◆ **Problem to work on**
Please rewrite the listing from the line containing "Corridor-survey task: point out each instance of the sandy" through the end of the listing, keeping all text unchanged except that every coordinate in the answers is multiplied by 0.55. Round each result to a whole number, with halves rounded up.

(Entries from a point annotation set)
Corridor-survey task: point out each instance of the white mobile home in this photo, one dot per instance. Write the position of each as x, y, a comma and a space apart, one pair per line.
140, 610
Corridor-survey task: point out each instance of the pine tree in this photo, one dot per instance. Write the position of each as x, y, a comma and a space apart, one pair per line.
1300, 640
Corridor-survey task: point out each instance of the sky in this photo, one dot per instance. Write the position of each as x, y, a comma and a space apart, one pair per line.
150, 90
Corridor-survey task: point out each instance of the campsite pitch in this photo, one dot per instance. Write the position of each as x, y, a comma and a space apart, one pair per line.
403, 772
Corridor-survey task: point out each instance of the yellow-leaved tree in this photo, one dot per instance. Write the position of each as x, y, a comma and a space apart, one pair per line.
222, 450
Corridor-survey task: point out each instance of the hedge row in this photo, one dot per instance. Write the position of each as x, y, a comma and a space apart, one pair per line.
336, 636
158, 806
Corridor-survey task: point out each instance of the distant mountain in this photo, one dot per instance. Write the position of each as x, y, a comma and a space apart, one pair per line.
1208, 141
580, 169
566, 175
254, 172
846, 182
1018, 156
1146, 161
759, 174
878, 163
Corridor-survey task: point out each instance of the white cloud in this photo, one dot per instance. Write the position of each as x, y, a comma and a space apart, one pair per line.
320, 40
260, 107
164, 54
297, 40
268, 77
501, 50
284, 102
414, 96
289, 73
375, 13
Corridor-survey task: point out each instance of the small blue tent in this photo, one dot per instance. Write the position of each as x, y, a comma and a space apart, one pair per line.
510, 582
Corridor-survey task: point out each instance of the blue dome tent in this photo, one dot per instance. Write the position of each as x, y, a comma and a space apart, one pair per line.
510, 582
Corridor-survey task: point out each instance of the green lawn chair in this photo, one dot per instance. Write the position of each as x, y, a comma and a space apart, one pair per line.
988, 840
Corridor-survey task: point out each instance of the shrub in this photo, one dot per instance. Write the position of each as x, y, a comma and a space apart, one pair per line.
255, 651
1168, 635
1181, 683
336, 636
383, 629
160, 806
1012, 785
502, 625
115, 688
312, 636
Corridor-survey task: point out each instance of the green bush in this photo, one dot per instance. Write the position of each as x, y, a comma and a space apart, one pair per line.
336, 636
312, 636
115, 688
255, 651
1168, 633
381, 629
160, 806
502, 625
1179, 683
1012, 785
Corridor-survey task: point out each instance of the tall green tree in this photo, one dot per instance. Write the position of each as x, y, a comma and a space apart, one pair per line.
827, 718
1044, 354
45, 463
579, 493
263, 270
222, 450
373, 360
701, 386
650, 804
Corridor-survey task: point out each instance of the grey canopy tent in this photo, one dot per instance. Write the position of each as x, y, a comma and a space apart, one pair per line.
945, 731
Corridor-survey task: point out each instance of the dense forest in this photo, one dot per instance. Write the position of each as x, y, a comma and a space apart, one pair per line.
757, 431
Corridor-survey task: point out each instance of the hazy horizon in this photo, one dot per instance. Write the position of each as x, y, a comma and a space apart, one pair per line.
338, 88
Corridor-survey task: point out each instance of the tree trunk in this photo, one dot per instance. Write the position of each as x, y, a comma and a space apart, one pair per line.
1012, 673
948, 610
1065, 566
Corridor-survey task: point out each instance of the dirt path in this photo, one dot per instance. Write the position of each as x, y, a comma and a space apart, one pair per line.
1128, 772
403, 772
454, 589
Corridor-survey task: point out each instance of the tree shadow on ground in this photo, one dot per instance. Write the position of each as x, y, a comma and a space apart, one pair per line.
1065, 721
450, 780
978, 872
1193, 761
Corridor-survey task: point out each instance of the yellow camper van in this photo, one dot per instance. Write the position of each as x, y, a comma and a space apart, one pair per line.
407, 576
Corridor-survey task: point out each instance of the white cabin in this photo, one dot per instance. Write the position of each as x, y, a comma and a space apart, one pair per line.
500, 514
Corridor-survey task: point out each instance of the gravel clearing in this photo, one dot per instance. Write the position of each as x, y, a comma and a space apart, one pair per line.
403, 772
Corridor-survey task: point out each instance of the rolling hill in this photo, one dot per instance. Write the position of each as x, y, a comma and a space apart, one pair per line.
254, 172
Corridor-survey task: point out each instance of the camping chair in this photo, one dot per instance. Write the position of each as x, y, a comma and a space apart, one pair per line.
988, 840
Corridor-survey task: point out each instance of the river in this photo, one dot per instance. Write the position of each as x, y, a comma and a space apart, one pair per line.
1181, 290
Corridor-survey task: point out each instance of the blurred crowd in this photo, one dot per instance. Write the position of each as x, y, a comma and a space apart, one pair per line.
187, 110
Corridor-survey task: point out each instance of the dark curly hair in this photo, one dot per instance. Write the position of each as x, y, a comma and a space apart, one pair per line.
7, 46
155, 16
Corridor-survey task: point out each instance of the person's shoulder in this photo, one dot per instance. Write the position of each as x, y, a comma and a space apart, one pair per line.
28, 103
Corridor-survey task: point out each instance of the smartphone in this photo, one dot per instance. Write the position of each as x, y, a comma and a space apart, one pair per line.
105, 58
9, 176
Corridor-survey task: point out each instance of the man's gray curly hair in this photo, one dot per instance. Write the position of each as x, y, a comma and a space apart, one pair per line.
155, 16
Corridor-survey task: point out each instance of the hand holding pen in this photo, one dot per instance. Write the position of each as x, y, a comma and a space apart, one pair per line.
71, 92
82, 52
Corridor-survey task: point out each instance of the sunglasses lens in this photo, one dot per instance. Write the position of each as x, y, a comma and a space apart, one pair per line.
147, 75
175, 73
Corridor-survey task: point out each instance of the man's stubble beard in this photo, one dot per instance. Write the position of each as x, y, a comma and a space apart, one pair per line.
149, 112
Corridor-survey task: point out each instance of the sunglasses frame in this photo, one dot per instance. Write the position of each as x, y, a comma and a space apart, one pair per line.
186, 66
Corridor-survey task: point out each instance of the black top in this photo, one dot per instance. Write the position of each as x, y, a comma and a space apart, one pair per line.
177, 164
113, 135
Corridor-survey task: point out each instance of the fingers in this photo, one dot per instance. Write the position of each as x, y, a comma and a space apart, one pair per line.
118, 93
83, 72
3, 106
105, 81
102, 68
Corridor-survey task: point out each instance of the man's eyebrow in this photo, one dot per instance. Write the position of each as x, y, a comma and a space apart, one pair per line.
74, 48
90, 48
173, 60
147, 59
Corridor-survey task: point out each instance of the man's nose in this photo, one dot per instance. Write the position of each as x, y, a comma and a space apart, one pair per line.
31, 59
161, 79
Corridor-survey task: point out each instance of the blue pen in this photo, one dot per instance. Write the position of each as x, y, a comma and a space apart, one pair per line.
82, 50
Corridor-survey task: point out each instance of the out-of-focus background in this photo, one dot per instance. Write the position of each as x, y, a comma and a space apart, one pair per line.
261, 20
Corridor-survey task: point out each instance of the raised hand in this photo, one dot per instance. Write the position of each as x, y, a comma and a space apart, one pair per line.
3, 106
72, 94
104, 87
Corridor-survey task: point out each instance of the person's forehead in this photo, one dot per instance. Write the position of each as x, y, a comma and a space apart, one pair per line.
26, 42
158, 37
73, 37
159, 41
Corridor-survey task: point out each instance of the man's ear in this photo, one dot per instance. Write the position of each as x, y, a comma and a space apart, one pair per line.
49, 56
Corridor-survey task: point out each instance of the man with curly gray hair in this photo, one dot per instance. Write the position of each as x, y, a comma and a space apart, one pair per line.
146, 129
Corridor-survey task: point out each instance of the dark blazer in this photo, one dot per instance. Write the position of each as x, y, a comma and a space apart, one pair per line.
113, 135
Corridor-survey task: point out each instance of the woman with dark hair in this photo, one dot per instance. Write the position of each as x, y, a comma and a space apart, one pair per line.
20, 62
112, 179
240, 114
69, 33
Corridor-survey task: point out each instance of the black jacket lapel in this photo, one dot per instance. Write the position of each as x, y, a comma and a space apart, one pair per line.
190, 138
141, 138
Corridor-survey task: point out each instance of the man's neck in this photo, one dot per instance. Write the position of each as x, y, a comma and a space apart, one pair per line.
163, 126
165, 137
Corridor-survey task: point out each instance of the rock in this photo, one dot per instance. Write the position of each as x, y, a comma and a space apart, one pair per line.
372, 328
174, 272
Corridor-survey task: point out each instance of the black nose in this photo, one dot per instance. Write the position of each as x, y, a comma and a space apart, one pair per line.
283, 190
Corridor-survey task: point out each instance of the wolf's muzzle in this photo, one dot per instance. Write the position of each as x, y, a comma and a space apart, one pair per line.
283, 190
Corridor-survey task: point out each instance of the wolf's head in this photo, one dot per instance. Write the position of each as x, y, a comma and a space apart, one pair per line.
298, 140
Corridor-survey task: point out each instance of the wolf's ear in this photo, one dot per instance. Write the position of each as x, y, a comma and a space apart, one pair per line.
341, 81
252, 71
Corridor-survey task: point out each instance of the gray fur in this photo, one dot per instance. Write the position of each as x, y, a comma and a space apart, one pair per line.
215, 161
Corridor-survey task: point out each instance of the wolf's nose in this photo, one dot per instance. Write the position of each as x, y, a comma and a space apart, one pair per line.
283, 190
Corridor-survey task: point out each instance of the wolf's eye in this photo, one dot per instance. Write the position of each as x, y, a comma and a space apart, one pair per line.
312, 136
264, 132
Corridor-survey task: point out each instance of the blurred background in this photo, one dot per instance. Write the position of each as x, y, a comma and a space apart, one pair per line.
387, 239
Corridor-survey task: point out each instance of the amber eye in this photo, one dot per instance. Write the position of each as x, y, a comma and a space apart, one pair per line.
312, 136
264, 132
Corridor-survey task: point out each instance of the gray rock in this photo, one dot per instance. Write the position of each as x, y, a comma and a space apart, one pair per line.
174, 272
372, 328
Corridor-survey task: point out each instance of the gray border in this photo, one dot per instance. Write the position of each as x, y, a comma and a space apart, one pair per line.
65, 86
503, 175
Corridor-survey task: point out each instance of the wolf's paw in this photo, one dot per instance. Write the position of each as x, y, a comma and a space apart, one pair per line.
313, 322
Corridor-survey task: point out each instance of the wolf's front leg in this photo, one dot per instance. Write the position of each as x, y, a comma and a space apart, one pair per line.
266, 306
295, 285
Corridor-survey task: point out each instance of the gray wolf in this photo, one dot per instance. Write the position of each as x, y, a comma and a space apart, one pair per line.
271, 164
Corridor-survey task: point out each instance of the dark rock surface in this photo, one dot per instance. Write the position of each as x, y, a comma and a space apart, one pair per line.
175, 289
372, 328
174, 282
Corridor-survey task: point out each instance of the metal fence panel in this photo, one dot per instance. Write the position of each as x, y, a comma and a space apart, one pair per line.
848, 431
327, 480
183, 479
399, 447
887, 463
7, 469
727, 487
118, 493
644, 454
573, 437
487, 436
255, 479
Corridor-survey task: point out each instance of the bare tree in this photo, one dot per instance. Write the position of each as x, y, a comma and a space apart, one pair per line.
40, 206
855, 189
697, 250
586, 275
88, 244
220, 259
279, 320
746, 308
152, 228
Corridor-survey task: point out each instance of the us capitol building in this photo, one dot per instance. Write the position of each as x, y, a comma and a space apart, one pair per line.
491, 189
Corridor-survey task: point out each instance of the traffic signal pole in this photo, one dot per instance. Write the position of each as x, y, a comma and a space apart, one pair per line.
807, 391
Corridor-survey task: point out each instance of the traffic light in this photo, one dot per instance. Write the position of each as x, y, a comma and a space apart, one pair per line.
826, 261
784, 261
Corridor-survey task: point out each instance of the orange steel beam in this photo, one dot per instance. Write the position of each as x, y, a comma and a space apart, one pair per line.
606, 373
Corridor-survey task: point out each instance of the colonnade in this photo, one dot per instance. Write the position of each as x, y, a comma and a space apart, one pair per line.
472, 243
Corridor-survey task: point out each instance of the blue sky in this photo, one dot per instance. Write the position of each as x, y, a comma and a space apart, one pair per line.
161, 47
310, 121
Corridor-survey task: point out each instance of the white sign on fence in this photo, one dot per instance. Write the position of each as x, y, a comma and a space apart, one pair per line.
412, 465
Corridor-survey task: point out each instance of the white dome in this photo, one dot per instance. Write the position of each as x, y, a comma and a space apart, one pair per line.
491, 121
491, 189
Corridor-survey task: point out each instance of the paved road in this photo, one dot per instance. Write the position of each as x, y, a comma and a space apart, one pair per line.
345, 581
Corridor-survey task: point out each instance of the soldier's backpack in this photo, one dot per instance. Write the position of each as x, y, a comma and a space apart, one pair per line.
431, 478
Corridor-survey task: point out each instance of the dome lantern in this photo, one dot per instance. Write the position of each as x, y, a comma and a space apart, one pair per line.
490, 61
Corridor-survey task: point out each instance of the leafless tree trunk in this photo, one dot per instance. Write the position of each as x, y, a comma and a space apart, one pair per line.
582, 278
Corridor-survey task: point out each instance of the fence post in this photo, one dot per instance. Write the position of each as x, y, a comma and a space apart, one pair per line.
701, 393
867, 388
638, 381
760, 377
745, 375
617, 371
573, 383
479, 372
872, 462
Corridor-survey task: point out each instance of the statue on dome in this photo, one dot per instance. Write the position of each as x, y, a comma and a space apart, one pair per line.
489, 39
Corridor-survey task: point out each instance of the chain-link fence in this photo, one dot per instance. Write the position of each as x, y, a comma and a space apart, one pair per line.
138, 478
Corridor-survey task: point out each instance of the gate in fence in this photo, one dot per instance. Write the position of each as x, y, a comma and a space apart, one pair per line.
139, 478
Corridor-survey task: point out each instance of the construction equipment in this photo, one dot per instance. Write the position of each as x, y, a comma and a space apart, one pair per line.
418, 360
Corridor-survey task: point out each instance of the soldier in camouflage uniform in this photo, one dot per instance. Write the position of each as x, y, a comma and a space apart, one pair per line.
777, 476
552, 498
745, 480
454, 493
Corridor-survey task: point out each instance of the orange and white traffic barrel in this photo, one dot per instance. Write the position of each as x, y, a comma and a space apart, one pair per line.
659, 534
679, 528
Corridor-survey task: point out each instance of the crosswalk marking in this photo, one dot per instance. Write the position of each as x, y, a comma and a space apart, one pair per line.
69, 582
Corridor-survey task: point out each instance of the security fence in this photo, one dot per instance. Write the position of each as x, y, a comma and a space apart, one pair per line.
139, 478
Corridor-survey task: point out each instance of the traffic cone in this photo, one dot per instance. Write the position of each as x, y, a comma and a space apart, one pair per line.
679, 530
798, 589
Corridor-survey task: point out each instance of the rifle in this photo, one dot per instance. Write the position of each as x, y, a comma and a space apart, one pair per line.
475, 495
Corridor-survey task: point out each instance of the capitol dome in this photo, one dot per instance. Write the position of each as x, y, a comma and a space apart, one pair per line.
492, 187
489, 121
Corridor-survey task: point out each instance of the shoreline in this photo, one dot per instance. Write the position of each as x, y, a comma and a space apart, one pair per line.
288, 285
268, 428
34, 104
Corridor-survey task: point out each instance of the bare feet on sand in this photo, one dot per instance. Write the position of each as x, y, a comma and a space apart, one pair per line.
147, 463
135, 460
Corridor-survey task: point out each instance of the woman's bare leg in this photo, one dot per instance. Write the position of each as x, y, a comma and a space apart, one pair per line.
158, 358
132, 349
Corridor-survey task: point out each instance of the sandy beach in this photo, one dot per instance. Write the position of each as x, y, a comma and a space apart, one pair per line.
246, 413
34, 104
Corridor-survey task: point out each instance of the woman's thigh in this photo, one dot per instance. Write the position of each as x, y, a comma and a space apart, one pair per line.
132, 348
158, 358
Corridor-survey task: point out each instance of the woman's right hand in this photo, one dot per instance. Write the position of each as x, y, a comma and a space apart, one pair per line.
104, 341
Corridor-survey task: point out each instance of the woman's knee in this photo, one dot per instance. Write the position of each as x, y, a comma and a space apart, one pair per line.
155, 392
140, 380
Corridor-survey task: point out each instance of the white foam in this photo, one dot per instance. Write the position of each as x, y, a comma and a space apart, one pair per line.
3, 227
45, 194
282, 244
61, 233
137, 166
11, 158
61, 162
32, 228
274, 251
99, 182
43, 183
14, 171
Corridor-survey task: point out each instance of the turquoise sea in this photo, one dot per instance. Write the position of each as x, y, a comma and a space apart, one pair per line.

◆ **Result of this exercise**
Corridor-survey task: point out each instance of the sandy beach in this photo, one dot per instance. Write the position of each as x, y, a comma and a space apart, one pair per line.
135, 227
19, 57
Corridor-survey task: point out each instance of the woman's thigh in this photo, one dot per instance. Write the position of each as x, y, a comma and a space apart, one pair per line.
73, 191
87, 197
Corridor-survey task: point out each instance of the woman's right hand in this photo, one dot per instance. Write the position of each as x, y, a comma and a space apart, one pair per line.
57, 188
Corridor-survey task: point out each instance of the woman's knee in this photo, one dot per instance. Write the position of each as x, y, a comma and a space apart, one pair per line.
85, 216
77, 209
Corridor-survey task: point out each instance of the white foam in this photo, one dot per instance. Write the position of each as x, y, a comma and a space apart, one pair per line.
2, 125
25, 107
155, 134
34, 128
75, 91
6, 87
34, 89
18, 125
151, 138
54, 100
24, 101
8, 94
Corridor-survey task: point out each instance of the turquoise sea in this photo, one dot per instance. Write the position of each as x, y, a comma and a space apart, one pair per line.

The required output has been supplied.